───── Input rows

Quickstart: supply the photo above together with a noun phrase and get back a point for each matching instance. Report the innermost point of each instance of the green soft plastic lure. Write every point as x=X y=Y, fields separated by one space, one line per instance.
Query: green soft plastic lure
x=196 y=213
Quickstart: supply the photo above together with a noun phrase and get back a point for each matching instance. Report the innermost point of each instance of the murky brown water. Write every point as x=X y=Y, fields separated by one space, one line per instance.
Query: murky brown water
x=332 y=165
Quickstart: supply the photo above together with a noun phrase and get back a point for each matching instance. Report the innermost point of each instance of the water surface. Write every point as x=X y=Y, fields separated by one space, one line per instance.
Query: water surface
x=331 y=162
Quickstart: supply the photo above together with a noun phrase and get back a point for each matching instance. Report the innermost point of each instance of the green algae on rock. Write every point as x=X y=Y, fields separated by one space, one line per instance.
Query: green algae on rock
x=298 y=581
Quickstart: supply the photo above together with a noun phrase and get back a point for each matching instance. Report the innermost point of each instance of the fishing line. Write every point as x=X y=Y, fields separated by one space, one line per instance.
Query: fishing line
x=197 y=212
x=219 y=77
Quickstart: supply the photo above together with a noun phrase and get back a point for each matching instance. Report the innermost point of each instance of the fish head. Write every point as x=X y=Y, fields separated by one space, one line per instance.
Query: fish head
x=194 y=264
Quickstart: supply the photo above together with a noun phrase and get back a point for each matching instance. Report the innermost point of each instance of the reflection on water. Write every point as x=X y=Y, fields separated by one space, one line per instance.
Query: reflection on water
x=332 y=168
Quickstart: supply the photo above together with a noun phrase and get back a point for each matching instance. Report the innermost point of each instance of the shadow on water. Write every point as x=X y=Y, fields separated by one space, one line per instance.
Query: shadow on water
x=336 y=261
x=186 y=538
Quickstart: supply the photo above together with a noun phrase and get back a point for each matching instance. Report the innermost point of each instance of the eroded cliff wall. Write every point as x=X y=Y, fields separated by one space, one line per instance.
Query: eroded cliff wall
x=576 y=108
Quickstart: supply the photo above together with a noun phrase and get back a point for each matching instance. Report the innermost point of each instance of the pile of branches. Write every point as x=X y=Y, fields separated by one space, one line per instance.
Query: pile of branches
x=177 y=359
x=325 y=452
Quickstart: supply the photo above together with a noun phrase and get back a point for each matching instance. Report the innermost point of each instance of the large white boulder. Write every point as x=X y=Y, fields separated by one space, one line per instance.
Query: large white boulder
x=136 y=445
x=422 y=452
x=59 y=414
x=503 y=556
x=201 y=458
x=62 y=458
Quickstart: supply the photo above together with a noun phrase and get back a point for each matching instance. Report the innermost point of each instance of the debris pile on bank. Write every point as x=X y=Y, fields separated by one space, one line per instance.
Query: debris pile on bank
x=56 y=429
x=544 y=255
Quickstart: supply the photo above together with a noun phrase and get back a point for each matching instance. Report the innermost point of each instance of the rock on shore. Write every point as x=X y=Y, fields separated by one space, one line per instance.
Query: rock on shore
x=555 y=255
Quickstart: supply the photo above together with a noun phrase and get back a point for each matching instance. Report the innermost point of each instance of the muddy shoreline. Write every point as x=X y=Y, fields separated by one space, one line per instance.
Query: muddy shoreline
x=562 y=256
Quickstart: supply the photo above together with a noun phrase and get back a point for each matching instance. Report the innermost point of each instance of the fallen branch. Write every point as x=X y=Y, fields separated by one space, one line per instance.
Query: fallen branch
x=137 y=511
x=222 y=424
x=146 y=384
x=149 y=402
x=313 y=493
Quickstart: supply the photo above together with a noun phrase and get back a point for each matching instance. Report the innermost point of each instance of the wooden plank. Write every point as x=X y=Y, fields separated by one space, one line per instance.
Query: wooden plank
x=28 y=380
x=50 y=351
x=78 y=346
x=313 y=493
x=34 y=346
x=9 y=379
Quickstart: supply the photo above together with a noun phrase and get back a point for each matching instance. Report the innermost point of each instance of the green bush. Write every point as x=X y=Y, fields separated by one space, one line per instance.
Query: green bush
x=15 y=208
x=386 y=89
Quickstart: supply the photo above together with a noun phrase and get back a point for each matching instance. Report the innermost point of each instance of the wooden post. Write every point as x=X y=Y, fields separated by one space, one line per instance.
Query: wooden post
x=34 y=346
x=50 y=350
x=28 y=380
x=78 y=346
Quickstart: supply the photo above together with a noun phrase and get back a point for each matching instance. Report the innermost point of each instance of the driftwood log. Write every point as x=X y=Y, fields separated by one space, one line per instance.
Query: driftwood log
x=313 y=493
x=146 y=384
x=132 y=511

──────────

What you are asked to do:
Extract every line of the material above and reproduce each one word for word, in its original order.

Problem solution:
Quickstart: supply the photo above together with a noun phrase and get back a point for each matching instance. Report the innermost point of each instance of the green soft plastic lure. Write every point as x=X y=Y, fields separated by one space, one line per instance.
Query: green soft plastic lure
x=196 y=213
Quickstart: supply the photo above together with a noun phrase and get back a point for each matching instance. Report the innermost point of each instance of the murky brown water. Write every point as x=X y=Y, fields separated by one space, one line per instance.
Query: murky brown water
x=332 y=165
Quickstart: supply the photo above together with a noun phrase and get back a point for each matching instance. Report the innermost point of each instance of the water surface. Write every point as x=X y=Y, fields separated by one space, one line per instance.
Query: water surface
x=331 y=162
Quickstart: supply the photo above together with a noun phrase and get back a point for each matching instance. Report the innermost point of each instance of the green algae on rock. Write every point as x=X y=Y, fields separated by one space, one line per instance.
Query: green algae on rock
x=298 y=581
Quickstart: supply the photo above together with a noun phrase and get back a point for each matching instance. Report the innermost point of each instance of the fishing line. Write every point as x=X y=Y, fields separated by one space, one line per instance.
Query: fishing line
x=197 y=212
x=219 y=77
Quickstart: supply the photo above together with a noun phrase and get back a point for each matching instance. Report the innermost point of each instance of the fish head. Write every point as x=X y=Y, fields separated by one space, one line per instance.
Query: fish head
x=194 y=264
Quickstart: supply the photo above together with a noun phrase and get back a point for each matching instance. Report the innermost point of each instance of the reflection on water. Write every point as x=X y=Y, fields separated by one space, one line per instance.
Query: reflection on water
x=332 y=168
Quickstart: supply the photo above together with a noun phrase and get back a point for each matching instance. Report the innermost point of each instance of the shadow on water. Write every point as x=X y=Y, fields separated by one space, one line per instance.
Query: shadow on water
x=336 y=261
x=186 y=538
Quickstart: supply the photo above together with a noun phrase and get back a point for each matching instance. Report the innermost point of each instance of the eroded cliff wall. Write every point as x=X y=Y, fields separated by one space, one line per instance.
Query: eroded cliff wall
x=576 y=108
Quickstart: supply the photo above together with a noun phrase and get back a point for each matching instance. Report the innermost point of each instance of the pile of branches. Write every point as x=X y=Y, fields separated by one space, one line per instance.
Query: pile of branches
x=177 y=359
x=325 y=452
Quickstart: supply the photo above together with a noun phrase and get back a point for each matching instance. Report the innermost point of each instance of the large white boulder. Write every point as x=X y=Y, fields separated by one space, one line per instance.
Query: large white boulder
x=136 y=445
x=422 y=452
x=59 y=414
x=503 y=556
x=201 y=458
x=62 y=458
Quickstart: supply the photo above together with a noun phrase and get back a point for each matching instance. Report the innermost point of each instance of the debris pile on bank. Write every point as x=X y=Y, fields separated by one space, one line per instance.
Query: debris pile on bank
x=56 y=429
x=544 y=255
Quickstart: supply the photo above together with a noun phrase and get back a point for each matching instance. Report the innermost point of each instance of the rock on shore. Write every point as x=X y=Y, fields separated by one space, one line per instance.
Query: rock on shore
x=555 y=255
Quickstart: supply the photo above together with a noun phrase and get back a point for each matching instance. Report the innermost point of each instance of the muddy shoreline. Write every point as x=X y=Y, fields separated by one space, one line per instance.
Query: muddy shoreline
x=562 y=256
Quickstart: supply the photo above together with a noun phrase and get back a point for each matching instance. Report the innermost point of each instance of the fallen branch. Write every point as x=X y=Y, fields separated by one space, one line per instance.
Query: fallen branch
x=137 y=511
x=222 y=424
x=146 y=384
x=149 y=402
x=313 y=493
Quickstart: supply the photo above together with a noun phrase and get back a point for each matching instance. Report the innermost point of each instance of the wooden plank. Write every point as x=X y=Y, fields separated by one space, one line per instance.
Query: wooden plank
x=28 y=380
x=50 y=351
x=78 y=346
x=313 y=493
x=34 y=346
x=9 y=379
Quickstart: supply the photo above together with a noun phrase and get back a point for each matching instance. Report the innermost point of each instance of the green bush. Write every point as x=X y=Y, fields separated by one space, one line per instance.
Query: green bush
x=15 y=208
x=386 y=89
Quickstart: supply the photo above together with a noun phrase and get back a point for each matching instance. Report the innermost point of each instance of the wooden post. Write every point as x=X y=Y, fields separated by one space, one line per instance.
Query: wooden post
x=34 y=346
x=50 y=350
x=28 y=380
x=78 y=346
Quickstart: supply the photo above together with a noun phrase and get back a point for each matching instance. Report the innermost point of each instance of the driftwood log. Write every point as x=X y=Y, fields separated by one space, one line per instance.
Query: driftwood log
x=313 y=493
x=146 y=384
x=132 y=511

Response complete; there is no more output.